▶ [PROBLEM TO WORK ON] Arrange the records from the line holding "Expected: one point per instance of the shadow" through the end of the records, inclusive, as a two-column CSV with the columns "label" and "point". Give one row per record, with each value in its own quoted field and any line breaks replaced by spaces.

— begin —

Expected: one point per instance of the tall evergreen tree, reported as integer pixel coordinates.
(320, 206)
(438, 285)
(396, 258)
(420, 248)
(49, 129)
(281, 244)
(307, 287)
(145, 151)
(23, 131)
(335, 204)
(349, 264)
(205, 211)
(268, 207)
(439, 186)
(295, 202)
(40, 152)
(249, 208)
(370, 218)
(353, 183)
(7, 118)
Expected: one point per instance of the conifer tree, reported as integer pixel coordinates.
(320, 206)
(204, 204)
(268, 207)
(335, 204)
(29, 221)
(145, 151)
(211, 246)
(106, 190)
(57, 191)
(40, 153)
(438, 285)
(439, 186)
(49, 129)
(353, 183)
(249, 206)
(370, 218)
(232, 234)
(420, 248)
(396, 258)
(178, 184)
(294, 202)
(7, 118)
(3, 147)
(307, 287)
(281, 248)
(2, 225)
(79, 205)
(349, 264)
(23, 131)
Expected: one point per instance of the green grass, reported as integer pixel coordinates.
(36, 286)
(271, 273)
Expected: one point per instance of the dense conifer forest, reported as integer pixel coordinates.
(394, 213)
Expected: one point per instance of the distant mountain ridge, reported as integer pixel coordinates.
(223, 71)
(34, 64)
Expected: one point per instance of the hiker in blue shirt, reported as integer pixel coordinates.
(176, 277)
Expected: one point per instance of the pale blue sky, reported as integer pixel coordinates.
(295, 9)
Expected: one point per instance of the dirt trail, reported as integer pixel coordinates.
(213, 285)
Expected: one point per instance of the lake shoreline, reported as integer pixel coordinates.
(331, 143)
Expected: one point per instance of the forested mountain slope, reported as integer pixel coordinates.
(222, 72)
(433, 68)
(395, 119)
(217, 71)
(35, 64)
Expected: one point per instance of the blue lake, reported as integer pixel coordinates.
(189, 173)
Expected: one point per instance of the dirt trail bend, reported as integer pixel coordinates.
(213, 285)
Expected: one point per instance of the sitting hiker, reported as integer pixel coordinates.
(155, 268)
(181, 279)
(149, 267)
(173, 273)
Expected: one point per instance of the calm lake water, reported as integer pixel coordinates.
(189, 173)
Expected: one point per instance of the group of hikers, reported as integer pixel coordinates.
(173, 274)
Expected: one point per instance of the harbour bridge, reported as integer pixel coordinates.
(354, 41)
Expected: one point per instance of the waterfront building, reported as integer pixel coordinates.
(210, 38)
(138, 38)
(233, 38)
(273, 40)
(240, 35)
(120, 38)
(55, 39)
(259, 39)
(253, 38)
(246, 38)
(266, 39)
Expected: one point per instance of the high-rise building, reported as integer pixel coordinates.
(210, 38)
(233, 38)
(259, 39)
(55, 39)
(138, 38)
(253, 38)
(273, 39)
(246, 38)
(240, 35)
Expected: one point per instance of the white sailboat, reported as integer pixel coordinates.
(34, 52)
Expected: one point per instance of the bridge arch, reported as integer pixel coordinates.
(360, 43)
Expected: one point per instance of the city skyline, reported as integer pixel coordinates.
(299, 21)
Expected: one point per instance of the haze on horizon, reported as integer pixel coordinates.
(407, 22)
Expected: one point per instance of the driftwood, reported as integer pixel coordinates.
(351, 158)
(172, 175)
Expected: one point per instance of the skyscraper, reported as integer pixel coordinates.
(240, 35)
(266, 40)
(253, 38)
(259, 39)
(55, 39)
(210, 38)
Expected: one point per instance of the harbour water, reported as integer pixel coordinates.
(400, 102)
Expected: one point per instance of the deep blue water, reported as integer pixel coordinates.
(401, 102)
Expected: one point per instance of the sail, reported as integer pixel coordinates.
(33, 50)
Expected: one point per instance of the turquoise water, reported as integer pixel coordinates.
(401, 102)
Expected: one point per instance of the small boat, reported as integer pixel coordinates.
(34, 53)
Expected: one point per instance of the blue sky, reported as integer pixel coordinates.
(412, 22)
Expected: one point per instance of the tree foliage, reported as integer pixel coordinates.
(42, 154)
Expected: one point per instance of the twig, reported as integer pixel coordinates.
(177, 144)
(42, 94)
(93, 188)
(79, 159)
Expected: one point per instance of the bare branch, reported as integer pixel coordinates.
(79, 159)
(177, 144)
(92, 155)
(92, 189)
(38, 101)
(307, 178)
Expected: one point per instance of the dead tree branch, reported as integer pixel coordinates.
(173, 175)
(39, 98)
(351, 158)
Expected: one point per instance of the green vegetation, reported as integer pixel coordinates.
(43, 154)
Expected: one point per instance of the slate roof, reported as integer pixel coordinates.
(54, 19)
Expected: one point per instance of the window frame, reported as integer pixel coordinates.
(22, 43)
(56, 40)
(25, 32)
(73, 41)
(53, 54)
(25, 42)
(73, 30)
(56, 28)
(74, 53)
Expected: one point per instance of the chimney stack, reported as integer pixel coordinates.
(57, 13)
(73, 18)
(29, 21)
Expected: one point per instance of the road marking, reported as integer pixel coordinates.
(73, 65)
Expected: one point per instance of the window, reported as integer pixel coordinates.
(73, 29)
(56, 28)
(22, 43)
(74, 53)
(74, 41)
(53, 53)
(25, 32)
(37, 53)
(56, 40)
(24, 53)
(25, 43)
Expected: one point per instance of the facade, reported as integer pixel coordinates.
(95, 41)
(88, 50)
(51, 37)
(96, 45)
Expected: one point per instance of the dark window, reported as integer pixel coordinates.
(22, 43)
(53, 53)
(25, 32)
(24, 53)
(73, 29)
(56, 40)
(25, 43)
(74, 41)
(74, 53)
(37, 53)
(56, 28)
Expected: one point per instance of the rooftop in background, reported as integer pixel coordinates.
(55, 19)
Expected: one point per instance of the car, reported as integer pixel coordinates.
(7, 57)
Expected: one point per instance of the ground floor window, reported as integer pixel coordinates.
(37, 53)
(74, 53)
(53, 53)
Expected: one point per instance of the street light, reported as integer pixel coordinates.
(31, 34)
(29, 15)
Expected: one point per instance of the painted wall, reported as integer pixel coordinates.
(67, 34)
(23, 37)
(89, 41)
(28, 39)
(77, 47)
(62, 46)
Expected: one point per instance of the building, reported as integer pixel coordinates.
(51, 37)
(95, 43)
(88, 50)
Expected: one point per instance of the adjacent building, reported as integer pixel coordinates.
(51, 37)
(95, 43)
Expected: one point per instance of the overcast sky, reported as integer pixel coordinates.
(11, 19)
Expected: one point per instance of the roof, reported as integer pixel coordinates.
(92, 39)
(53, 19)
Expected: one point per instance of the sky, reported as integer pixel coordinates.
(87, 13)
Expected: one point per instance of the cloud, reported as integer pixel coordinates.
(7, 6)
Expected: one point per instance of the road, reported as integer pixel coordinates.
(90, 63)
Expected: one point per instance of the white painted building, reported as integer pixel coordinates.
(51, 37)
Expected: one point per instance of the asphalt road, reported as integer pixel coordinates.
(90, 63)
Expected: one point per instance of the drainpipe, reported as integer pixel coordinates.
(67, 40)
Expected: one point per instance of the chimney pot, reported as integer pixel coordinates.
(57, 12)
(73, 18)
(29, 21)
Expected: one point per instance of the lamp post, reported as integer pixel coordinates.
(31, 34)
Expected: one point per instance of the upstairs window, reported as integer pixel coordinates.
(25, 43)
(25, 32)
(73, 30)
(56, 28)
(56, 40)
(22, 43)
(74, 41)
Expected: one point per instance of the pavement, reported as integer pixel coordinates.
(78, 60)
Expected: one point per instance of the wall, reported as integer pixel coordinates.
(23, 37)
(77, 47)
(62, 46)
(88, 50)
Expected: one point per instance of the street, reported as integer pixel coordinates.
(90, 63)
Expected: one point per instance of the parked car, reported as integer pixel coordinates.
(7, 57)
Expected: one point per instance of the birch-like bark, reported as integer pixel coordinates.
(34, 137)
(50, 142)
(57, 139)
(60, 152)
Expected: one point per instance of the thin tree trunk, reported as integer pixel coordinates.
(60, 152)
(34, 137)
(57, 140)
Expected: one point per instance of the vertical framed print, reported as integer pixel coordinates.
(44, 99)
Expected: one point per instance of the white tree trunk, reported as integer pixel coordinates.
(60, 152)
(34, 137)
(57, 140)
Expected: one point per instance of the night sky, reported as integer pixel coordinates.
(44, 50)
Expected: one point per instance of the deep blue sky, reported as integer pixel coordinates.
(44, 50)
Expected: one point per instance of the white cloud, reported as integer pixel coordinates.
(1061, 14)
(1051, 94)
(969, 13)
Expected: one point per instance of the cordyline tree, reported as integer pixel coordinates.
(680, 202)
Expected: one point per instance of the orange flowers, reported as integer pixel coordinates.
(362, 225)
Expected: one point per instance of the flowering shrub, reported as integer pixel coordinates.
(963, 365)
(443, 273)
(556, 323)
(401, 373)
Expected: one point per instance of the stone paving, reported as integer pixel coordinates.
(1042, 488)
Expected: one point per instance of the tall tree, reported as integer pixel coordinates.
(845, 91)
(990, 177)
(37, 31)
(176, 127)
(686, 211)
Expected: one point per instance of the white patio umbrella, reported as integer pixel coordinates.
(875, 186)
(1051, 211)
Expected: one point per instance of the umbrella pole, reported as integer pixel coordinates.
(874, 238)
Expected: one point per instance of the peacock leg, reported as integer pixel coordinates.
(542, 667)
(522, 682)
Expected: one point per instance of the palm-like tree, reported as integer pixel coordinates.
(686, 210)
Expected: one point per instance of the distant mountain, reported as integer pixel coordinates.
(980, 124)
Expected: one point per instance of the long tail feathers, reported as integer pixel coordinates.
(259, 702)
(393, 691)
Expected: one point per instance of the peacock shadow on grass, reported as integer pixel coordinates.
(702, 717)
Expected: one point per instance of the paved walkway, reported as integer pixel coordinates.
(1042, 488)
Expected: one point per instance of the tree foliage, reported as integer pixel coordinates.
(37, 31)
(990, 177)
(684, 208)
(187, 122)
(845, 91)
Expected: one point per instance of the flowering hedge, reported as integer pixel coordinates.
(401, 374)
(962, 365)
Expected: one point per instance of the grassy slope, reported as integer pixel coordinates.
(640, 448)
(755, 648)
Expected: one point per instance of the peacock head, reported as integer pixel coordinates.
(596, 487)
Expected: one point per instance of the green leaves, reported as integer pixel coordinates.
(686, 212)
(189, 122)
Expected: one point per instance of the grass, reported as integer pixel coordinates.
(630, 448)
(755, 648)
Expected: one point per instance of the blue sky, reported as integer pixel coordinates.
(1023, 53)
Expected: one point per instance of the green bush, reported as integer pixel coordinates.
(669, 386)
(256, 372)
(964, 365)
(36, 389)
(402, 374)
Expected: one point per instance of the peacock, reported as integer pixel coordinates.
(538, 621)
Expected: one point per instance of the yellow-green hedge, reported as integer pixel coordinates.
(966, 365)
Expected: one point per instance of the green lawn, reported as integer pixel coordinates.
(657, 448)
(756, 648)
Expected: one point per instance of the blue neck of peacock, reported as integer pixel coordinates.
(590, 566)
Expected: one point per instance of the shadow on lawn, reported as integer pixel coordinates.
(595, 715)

— end —

▶ [THE ANSWER]
label,point
"Expected: one point per instance of the shadow on lawn, reported as integer pixel coordinates.","(595, 715)"